Records drawn from a dataset:

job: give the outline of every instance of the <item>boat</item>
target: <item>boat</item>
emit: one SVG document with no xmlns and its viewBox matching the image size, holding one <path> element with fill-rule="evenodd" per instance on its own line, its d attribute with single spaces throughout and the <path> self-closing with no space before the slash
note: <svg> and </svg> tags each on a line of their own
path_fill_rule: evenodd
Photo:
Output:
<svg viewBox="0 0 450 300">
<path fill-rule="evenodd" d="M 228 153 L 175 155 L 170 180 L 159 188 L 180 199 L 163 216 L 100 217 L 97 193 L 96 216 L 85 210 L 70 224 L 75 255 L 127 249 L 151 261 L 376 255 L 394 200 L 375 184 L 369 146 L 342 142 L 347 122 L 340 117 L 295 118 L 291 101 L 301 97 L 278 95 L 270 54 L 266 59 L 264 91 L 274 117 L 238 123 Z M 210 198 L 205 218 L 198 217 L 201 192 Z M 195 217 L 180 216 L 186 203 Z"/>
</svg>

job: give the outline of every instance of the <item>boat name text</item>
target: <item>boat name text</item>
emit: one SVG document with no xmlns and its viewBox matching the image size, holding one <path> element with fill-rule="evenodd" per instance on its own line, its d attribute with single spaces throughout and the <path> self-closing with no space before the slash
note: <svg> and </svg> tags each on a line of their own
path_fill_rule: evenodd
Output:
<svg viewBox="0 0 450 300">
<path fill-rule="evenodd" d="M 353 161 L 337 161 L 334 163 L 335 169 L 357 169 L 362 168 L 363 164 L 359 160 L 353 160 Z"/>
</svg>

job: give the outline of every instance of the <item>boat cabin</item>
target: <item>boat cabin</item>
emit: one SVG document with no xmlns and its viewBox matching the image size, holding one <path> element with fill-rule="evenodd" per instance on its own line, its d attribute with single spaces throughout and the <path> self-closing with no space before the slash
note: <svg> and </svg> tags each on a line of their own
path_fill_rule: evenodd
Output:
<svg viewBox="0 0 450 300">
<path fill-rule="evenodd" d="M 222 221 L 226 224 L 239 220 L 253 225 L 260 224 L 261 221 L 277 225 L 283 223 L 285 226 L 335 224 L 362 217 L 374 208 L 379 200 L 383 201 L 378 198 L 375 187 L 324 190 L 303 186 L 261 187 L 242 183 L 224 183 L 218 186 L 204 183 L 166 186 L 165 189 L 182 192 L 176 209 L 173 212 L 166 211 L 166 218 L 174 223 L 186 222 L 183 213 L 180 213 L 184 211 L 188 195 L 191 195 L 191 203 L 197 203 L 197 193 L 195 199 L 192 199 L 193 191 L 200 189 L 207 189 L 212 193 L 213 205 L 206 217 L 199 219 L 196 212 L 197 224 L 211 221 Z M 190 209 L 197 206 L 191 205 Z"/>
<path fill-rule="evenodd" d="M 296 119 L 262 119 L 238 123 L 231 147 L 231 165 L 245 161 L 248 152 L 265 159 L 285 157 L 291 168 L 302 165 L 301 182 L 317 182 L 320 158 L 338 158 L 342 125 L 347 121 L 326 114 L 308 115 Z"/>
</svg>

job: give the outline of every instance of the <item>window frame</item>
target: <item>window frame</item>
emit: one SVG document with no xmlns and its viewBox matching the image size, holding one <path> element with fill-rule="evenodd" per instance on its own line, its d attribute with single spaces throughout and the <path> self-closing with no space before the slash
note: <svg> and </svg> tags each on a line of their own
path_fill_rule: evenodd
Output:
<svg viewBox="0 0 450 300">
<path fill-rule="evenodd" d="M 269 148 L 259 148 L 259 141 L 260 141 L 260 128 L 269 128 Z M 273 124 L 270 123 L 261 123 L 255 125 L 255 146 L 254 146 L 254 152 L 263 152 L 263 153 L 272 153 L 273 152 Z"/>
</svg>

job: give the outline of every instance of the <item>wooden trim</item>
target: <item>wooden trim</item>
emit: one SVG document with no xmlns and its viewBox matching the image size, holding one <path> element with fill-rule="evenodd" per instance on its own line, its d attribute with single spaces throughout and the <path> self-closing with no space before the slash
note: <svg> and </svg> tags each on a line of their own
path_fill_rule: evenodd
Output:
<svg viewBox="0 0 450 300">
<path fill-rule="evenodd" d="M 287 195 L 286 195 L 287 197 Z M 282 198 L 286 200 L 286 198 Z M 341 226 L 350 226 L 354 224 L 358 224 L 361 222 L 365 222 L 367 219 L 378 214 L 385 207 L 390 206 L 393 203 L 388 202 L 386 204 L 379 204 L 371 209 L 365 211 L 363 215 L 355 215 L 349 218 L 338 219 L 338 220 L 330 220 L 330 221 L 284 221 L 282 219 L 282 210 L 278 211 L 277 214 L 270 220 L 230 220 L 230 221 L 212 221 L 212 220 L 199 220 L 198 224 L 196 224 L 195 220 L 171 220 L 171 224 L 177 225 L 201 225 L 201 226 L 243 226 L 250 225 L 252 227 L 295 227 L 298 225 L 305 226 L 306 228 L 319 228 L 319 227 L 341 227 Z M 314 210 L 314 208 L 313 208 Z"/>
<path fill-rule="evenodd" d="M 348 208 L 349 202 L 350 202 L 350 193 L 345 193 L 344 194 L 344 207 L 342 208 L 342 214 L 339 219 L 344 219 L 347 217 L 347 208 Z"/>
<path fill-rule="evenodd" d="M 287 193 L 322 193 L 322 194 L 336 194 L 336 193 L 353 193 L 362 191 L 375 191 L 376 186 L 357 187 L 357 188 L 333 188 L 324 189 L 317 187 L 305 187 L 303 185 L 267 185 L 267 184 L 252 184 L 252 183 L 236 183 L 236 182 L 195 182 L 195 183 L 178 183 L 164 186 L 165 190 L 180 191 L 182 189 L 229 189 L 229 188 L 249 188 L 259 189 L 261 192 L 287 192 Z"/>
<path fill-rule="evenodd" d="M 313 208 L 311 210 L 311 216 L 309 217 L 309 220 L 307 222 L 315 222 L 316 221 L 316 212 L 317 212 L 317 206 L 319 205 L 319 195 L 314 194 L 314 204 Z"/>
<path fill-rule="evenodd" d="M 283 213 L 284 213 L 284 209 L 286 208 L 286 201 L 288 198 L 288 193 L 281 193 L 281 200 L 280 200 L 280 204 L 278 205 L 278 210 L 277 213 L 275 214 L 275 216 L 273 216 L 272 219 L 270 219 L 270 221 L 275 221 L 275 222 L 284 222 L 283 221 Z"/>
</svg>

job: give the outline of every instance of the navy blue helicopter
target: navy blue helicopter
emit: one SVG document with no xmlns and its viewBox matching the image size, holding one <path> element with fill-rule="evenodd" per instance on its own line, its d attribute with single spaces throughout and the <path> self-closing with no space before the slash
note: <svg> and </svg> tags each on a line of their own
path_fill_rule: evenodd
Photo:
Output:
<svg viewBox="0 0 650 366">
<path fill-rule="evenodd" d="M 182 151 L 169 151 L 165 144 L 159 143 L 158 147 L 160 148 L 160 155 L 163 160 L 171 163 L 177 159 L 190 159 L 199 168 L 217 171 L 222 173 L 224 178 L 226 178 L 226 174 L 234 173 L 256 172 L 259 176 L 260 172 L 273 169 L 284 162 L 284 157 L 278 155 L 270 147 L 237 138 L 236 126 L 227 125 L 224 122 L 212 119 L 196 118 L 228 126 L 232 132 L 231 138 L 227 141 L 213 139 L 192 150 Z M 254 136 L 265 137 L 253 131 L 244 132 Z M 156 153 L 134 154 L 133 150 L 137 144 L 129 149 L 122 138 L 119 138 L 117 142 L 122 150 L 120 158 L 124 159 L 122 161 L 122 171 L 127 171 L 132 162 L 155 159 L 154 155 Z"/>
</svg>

- _INSTRUCTIONS FOR THE TASK_
Each record is to be transcribed exactly and in full.

- _TASK ANSWER_
job: give the outline of every instance of the <item>boat</item>
target: <item>boat</item>
emit: one SVG document with no xmlns and its viewBox matching the image size, holding one <path> element with fill-rule="evenodd" per instance on its own line, its d attribute with single spaces throughout and the <path> self-closing with no space before the slash
note: <svg> and </svg> tags each on a line of their own
path_fill_rule: evenodd
Photo:
Output:
<svg viewBox="0 0 450 300">
<path fill-rule="evenodd" d="M 228 153 L 175 155 L 170 180 L 159 188 L 180 199 L 163 216 L 100 217 L 97 193 L 96 216 L 85 210 L 70 224 L 75 255 L 127 249 L 151 261 L 376 255 L 394 200 L 375 184 L 369 146 L 342 142 L 347 122 L 340 117 L 295 118 L 291 101 L 301 97 L 278 95 L 270 54 L 266 59 L 264 91 L 274 117 L 238 123 Z M 210 198 L 205 218 L 198 217 L 201 192 Z M 195 217 L 180 216 L 186 203 Z"/>
</svg>

job: give the outline of every instance of the <item>boat name text</item>
target: <item>boat name text</item>
emit: one SVG document with no xmlns and its viewBox matching the image size, holding one <path> element with fill-rule="evenodd" per instance on its own line, its d attribute with single spaces throughout and the <path> self-closing with no space before the slash
note: <svg> and </svg> tags each on a line of their own
path_fill_rule: evenodd
Output:
<svg viewBox="0 0 450 300">
<path fill-rule="evenodd" d="M 353 161 L 337 161 L 334 163 L 335 169 L 357 169 L 362 168 L 363 164 L 359 160 L 353 160 Z"/>
</svg>

job: give the outline of every instance of the <item>boat cabin</item>
target: <item>boat cabin</item>
emit: one SVG document with no xmlns and its viewBox matching the image size, holding one <path> element with fill-rule="evenodd" per instance on its own line, its d attribute with single spaces throughout and the <path> self-closing with no space before the slash
note: <svg> and </svg> tags each on a line of their own
path_fill_rule: evenodd
Output:
<svg viewBox="0 0 450 300">
<path fill-rule="evenodd" d="M 222 221 L 226 224 L 239 220 L 253 225 L 260 224 L 261 221 L 277 225 L 283 223 L 285 226 L 335 224 L 362 217 L 374 208 L 379 200 L 383 201 L 378 198 L 375 187 L 324 190 L 303 186 L 261 187 L 242 183 L 224 183 L 218 186 L 204 183 L 166 186 L 165 189 L 182 192 L 176 209 L 173 212 L 166 211 L 166 218 L 174 223 L 186 222 L 183 213 L 180 213 L 184 211 L 188 195 L 191 195 L 191 203 L 197 203 L 197 193 L 195 199 L 192 199 L 193 191 L 200 189 L 207 189 L 212 193 L 213 205 L 206 217 L 199 219 L 196 212 L 197 224 L 211 221 Z M 190 209 L 197 206 L 191 205 Z"/>
<path fill-rule="evenodd" d="M 296 119 L 262 119 L 238 123 L 231 147 L 231 165 L 245 161 L 248 152 L 265 159 L 285 157 L 291 168 L 302 165 L 301 182 L 317 182 L 320 158 L 338 158 L 342 125 L 347 121 L 326 114 L 308 115 Z"/>
</svg>

job: give the outline of every instance of the <item>window frame</item>
target: <item>window frame</item>
emit: one SVG document with no xmlns and its viewBox matching the image size, holding one <path> element with fill-rule="evenodd" per instance on its own line, its d attribute with single spaces throughout and the <path> self-closing with no space before the slash
note: <svg> and </svg> tags each on a line of their own
path_fill_rule: evenodd
Output:
<svg viewBox="0 0 450 300">
<path fill-rule="evenodd" d="M 269 148 L 259 148 L 259 141 L 260 141 L 260 128 L 269 128 Z M 273 124 L 270 123 L 261 123 L 255 125 L 255 146 L 254 146 L 254 152 L 263 152 L 263 153 L 272 153 L 273 152 Z"/>
</svg>

job: give the outline of every instance of the <item>wooden trim</item>
target: <item>wooden trim</item>
emit: one SVG document with no xmlns and its viewBox matching the image size, holding one <path> element with fill-rule="evenodd" per instance on its own line, its d attribute with single spaces throughout and the <path> self-closing with no space before the slash
note: <svg> and </svg> tags each on a line of their own
path_fill_rule: evenodd
Output:
<svg viewBox="0 0 450 300">
<path fill-rule="evenodd" d="M 287 195 L 286 195 L 287 197 Z M 282 198 L 286 200 L 286 198 Z M 341 226 L 350 226 L 354 224 L 358 224 L 361 222 L 365 222 L 367 219 L 378 214 L 385 207 L 390 206 L 393 203 L 388 202 L 386 204 L 379 204 L 371 209 L 365 211 L 363 215 L 355 215 L 349 218 L 338 219 L 338 220 L 330 220 L 330 221 L 284 221 L 282 219 L 282 210 L 278 211 L 277 214 L 270 220 L 230 220 L 230 221 L 212 221 L 212 220 L 199 220 L 198 224 L 196 224 L 195 220 L 171 220 L 171 224 L 177 225 L 201 225 L 201 226 L 243 226 L 250 225 L 252 227 L 295 227 L 298 225 L 305 226 L 306 228 L 319 228 L 319 227 L 341 227 Z M 314 210 L 314 208 L 313 208 Z"/>
<path fill-rule="evenodd" d="M 348 208 L 349 202 L 350 202 L 350 193 L 345 193 L 344 194 L 344 207 L 342 208 L 342 214 L 339 219 L 344 219 L 347 217 L 347 208 Z"/>
<path fill-rule="evenodd" d="M 287 193 L 322 193 L 322 194 L 336 194 L 336 193 L 353 193 L 362 191 L 375 191 L 376 186 L 357 187 L 357 188 L 333 188 L 324 189 L 317 187 L 305 187 L 303 185 L 267 185 L 267 184 L 252 184 L 252 183 L 236 183 L 236 182 L 195 182 L 195 183 L 178 183 L 164 186 L 165 190 L 180 191 L 182 189 L 229 189 L 229 188 L 249 188 L 259 189 L 261 192 L 287 192 Z"/>
<path fill-rule="evenodd" d="M 313 208 L 311 210 L 311 216 L 309 217 L 309 220 L 307 222 L 315 222 L 316 221 L 316 212 L 317 212 L 317 206 L 319 205 L 319 195 L 314 194 L 314 204 Z"/>
<path fill-rule="evenodd" d="M 283 213 L 284 213 L 284 209 L 286 208 L 286 201 L 288 198 L 288 193 L 281 193 L 281 200 L 280 200 L 280 204 L 278 205 L 278 210 L 277 213 L 275 214 L 275 216 L 273 216 L 272 219 L 270 219 L 270 221 L 275 221 L 275 222 L 284 222 L 283 221 Z"/>
</svg>

job: give the outline of every instance of the navy blue helicopter
target: navy blue helicopter
emit: one SVG document with no xmlns and its viewBox matching the image size, holding one <path> element with fill-rule="evenodd" per instance on its own line, its d attribute with single spaces throughout and the <path> self-closing with no space before the slash
note: <svg> and </svg> tags each on a line of their own
path_fill_rule: evenodd
Photo:
Output:
<svg viewBox="0 0 650 366">
<path fill-rule="evenodd" d="M 182 151 L 169 151 L 165 144 L 159 143 L 158 147 L 160 148 L 160 155 L 163 160 L 171 163 L 177 159 L 190 159 L 199 168 L 217 171 L 222 173 L 224 178 L 226 178 L 226 174 L 234 173 L 256 172 L 259 176 L 260 172 L 273 169 L 284 162 L 284 157 L 278 155 L 270 147 L 237 138 L 236 126 L 227 125 L 224 122 L 212 119 L 196 118 L 228 126 L 232 132 L 231 138 L 227 141 L 213 139 L 192 150 Z M 254 136 L 265 137 L 253 131 L 244 132 Z M 156 153 L 134 154 L 133 150 L 137 144 L 129 149 L 122 138 L 119 138 L 117 142 L 122 150 L 120 158 L 124 159 L 122 161 L 122 171 L 127 171 L 132 162 L 155 159 L 154 155 Z"/>
</svg>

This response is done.